Task objective
Copy the part of the material that opens with the line containing "Could you find the car's rear" and closes with the line containing "623;355;633;383", both lines included, and give only that part. Multiply every answer coordinate by 2.4, rounding to whole numbers with halves rounded up, and leave all other lines unchanged, including the sample coordinates.

[begin Dataset extract]

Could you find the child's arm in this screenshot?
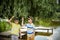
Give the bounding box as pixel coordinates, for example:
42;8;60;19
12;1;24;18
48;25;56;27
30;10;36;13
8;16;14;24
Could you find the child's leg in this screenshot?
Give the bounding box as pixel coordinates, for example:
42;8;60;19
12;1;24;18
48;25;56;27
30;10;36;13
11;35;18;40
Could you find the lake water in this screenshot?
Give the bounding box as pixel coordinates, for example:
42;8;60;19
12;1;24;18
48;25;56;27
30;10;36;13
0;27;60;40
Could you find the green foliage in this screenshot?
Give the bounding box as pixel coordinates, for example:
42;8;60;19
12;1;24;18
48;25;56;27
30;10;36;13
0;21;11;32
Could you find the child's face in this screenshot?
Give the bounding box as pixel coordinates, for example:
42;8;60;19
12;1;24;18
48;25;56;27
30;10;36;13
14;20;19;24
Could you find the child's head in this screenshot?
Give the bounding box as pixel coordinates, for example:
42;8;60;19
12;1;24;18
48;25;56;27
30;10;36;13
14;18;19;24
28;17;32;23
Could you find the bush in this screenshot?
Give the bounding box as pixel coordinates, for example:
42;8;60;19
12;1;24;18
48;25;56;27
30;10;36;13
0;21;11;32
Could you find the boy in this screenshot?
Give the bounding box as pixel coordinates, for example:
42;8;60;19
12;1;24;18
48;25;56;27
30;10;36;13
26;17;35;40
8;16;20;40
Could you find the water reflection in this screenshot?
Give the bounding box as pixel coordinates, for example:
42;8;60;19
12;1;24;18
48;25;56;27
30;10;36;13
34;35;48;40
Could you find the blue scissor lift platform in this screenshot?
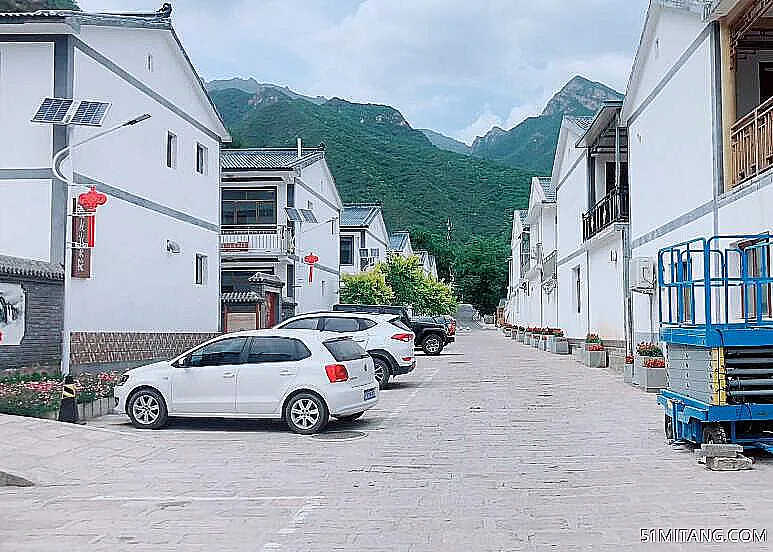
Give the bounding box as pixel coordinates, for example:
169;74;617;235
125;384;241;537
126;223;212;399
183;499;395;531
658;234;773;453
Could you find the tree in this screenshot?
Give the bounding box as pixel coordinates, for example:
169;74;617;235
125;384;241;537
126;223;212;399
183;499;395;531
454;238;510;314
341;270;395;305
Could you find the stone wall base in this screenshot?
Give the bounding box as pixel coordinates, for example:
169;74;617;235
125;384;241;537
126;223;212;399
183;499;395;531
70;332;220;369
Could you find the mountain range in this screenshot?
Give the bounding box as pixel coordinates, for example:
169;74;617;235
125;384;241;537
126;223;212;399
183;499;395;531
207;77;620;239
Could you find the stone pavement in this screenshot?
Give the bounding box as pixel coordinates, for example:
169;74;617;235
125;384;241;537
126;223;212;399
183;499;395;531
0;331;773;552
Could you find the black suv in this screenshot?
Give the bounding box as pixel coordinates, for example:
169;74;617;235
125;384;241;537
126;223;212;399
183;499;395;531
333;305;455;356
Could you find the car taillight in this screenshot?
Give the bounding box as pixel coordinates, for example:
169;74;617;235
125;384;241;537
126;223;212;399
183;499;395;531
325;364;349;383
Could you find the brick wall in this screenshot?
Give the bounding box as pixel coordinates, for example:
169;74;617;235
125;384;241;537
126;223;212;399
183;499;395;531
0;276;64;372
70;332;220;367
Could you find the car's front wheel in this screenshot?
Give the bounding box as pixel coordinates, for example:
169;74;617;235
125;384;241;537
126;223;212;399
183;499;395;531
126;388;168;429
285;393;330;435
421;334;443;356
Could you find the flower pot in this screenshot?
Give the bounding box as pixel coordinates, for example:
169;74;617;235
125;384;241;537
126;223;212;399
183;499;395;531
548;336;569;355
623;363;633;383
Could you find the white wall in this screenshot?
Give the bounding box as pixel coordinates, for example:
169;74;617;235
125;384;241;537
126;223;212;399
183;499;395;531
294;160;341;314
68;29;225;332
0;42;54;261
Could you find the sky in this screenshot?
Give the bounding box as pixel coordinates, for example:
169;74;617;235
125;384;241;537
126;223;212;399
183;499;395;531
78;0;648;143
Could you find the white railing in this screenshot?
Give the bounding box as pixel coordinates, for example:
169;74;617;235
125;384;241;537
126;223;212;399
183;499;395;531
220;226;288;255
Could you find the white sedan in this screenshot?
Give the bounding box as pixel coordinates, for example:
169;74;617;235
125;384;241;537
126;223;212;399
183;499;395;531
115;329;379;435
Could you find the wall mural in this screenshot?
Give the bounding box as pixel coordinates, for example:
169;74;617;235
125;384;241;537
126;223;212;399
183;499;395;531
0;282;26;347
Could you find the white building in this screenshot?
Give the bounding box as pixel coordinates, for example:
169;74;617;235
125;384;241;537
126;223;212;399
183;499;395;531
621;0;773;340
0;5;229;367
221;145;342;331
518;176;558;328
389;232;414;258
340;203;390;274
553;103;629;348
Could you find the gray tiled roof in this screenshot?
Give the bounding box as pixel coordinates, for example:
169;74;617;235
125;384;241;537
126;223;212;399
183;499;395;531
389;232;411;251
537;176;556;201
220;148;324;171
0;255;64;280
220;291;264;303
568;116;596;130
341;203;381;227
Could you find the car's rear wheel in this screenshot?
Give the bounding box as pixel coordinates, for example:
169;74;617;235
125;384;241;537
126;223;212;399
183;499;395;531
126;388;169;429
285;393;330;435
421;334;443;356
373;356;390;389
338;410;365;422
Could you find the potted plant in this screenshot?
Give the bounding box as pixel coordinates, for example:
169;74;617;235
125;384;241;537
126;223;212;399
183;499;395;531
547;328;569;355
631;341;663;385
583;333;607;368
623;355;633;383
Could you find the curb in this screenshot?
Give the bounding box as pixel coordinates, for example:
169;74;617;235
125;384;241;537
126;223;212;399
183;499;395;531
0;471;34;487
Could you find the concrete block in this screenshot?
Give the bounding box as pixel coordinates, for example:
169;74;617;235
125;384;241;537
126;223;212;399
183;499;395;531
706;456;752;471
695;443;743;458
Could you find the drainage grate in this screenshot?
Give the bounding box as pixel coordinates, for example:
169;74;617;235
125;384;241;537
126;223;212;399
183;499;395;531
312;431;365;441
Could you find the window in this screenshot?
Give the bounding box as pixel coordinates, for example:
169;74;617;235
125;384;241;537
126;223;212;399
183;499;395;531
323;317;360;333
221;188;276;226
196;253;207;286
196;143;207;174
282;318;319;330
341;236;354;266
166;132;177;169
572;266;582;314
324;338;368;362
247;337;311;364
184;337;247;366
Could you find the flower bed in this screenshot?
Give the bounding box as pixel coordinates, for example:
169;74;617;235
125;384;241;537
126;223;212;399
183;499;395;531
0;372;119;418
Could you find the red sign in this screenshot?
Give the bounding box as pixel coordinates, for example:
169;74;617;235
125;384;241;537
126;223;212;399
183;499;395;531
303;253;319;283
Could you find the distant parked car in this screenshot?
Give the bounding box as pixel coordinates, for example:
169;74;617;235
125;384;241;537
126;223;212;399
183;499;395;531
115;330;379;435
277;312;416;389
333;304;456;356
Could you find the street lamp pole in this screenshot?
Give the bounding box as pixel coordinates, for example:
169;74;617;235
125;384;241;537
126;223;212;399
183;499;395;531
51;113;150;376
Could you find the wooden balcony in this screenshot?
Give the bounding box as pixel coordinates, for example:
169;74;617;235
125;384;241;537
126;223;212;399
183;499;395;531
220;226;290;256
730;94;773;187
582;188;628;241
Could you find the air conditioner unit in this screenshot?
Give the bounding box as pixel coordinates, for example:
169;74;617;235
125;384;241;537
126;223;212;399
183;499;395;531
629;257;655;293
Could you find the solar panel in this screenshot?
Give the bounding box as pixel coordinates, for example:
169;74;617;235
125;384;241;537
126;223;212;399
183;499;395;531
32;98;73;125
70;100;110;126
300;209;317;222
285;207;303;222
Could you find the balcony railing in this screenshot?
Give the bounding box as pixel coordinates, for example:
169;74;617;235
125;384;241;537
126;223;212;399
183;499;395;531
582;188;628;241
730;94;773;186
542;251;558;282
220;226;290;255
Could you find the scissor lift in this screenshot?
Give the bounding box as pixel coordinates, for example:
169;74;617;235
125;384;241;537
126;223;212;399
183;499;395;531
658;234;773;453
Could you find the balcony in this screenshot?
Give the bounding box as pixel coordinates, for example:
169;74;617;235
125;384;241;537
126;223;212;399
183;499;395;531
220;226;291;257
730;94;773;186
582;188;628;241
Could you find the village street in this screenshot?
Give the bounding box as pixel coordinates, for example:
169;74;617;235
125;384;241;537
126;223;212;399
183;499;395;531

[end Dataset extract]

Answer to the task
Could you find the car's rear wheel in this screenshot?
Give the bounding box as pixel coordinates, for example:
169;74;617;235
125;384;241;537
126;223;212;399
183;499;395;531
302;931;406;1030
684;943;792;1044
1010;802;1063;854
895;854;936;934
811;984;876;1013
Could you find the potted plant in this screenshot?
Give the bounding box as pixel coordinates, for example:
169;74;617;235
125;384;241;537
126;223;212;399
183;499;395;531
1313;787;1366;852
1514;818;1591;924
1399;799;1457;883
1495;852;1519;919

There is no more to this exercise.